_YOUR GOAL_:
List every line in the listing below that contains the string "tree", copying each line in full. Case matters.

_RAW RECORDS_:

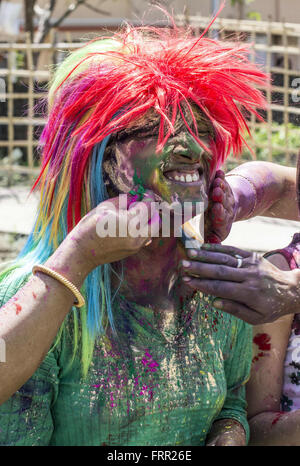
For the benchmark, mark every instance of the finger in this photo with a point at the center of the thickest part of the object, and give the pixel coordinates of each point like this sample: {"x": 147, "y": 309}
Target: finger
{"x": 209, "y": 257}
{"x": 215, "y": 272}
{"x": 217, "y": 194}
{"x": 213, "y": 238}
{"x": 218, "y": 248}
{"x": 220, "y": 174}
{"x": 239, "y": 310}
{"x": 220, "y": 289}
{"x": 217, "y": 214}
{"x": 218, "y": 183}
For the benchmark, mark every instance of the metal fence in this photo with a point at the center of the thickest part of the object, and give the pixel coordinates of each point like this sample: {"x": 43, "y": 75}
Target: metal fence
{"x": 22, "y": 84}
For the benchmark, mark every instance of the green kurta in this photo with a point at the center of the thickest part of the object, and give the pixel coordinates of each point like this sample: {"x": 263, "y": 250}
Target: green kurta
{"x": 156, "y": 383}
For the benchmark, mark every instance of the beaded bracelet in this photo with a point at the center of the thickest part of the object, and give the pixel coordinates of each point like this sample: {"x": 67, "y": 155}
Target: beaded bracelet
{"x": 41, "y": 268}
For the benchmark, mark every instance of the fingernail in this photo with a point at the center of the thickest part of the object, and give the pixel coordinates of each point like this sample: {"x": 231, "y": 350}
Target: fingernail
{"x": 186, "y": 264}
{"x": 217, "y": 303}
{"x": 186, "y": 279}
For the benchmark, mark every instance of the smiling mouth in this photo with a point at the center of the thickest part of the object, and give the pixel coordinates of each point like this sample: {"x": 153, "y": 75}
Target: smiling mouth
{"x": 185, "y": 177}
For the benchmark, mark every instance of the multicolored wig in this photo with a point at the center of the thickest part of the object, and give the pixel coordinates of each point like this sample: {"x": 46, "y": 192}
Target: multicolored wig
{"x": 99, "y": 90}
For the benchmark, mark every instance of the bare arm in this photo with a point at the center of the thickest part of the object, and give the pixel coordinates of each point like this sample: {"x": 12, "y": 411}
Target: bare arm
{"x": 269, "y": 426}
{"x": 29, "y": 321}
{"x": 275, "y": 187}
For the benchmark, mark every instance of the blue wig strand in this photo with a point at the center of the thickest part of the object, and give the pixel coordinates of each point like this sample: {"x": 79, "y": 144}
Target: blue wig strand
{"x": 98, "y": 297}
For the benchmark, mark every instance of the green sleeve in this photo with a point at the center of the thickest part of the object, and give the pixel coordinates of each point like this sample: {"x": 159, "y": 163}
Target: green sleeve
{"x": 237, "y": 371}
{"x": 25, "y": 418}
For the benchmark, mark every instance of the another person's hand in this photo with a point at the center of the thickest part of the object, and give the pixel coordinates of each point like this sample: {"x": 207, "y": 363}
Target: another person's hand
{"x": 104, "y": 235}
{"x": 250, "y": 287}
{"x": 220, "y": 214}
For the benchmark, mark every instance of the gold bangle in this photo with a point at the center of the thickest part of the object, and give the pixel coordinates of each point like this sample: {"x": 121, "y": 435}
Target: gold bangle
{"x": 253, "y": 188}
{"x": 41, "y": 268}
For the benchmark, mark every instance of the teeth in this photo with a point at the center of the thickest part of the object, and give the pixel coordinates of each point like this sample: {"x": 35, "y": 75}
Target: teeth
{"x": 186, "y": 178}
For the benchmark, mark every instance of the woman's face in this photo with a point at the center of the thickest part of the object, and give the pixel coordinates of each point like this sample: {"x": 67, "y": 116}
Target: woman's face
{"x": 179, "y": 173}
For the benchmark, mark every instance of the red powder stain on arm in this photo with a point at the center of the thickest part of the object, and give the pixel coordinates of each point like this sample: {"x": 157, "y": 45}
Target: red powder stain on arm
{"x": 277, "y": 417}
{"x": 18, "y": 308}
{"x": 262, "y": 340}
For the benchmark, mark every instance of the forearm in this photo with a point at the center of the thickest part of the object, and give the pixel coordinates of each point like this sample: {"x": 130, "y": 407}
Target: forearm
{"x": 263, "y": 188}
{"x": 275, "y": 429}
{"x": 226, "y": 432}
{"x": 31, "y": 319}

---

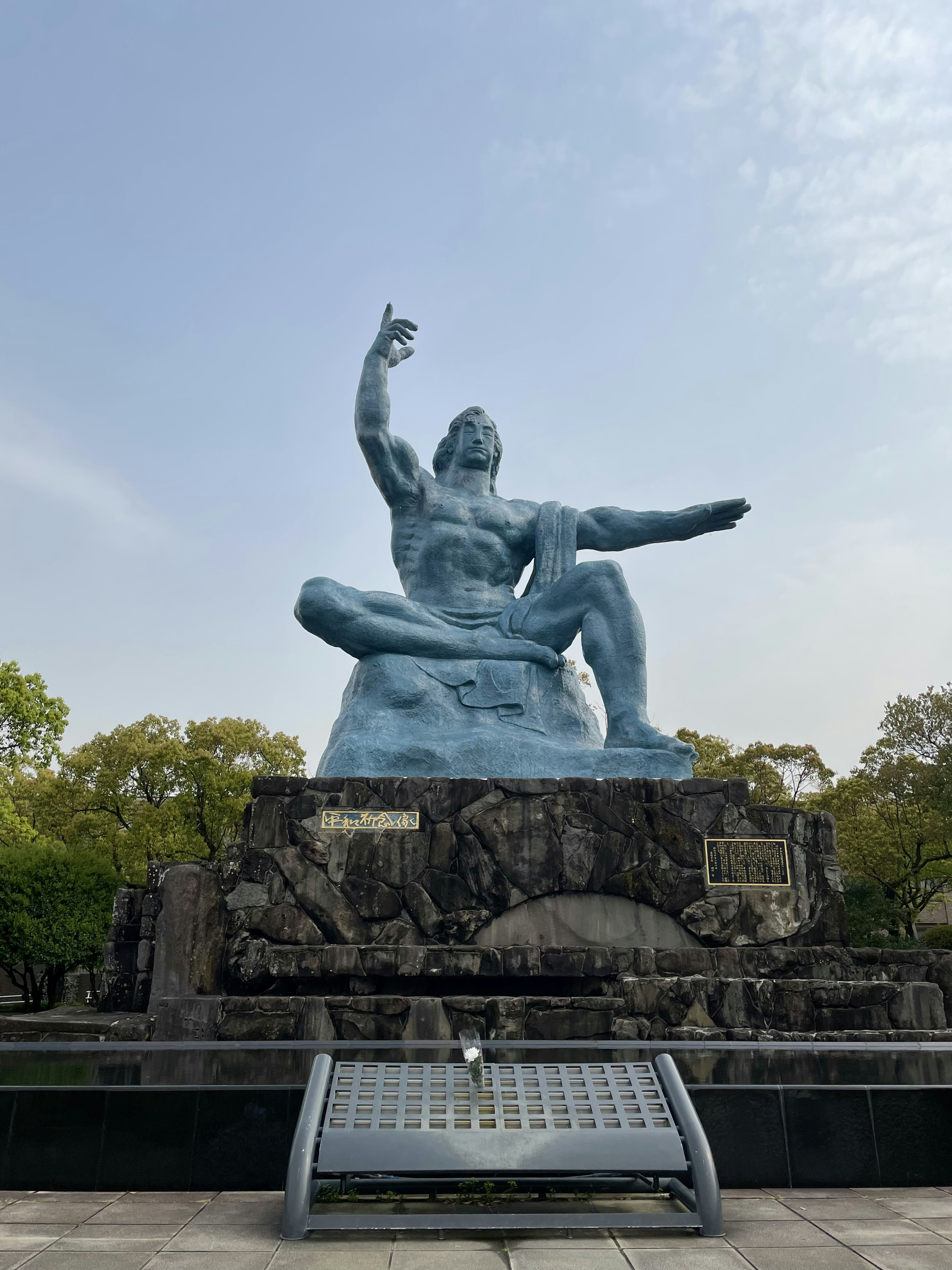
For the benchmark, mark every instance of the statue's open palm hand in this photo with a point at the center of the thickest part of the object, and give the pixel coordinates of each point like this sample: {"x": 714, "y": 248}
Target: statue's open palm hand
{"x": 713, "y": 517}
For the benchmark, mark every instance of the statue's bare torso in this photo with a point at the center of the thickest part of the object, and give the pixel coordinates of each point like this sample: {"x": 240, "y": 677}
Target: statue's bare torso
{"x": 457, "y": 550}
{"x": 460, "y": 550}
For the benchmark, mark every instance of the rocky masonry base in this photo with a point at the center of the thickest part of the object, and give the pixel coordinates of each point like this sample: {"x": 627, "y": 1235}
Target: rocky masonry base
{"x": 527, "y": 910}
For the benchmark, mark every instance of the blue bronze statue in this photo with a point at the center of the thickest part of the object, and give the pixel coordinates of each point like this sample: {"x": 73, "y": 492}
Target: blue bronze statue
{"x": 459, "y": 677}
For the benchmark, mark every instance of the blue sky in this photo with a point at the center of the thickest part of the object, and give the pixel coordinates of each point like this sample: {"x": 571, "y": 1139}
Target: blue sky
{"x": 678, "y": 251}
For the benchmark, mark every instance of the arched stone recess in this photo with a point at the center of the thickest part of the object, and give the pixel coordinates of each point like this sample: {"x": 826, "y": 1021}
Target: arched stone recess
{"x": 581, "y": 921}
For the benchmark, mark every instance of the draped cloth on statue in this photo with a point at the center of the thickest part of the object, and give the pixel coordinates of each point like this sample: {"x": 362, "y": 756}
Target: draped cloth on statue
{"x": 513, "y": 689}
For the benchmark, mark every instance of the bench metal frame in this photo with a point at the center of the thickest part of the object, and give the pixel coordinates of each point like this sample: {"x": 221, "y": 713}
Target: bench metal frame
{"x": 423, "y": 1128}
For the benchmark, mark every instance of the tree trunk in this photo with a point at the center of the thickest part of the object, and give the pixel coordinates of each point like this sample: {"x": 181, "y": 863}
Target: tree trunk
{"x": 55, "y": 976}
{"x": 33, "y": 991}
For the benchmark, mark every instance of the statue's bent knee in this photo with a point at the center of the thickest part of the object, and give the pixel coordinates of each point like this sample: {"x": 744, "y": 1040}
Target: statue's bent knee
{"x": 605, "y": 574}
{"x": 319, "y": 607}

_FULL SOLUTION_:
For the benchmark, mark every instance of the tree trunk in this photo with a point at the center of the thickest part of the object, and give the pixel coordinates of each point like this sample: {"x": 181, "y": 863}
Target: tree trunk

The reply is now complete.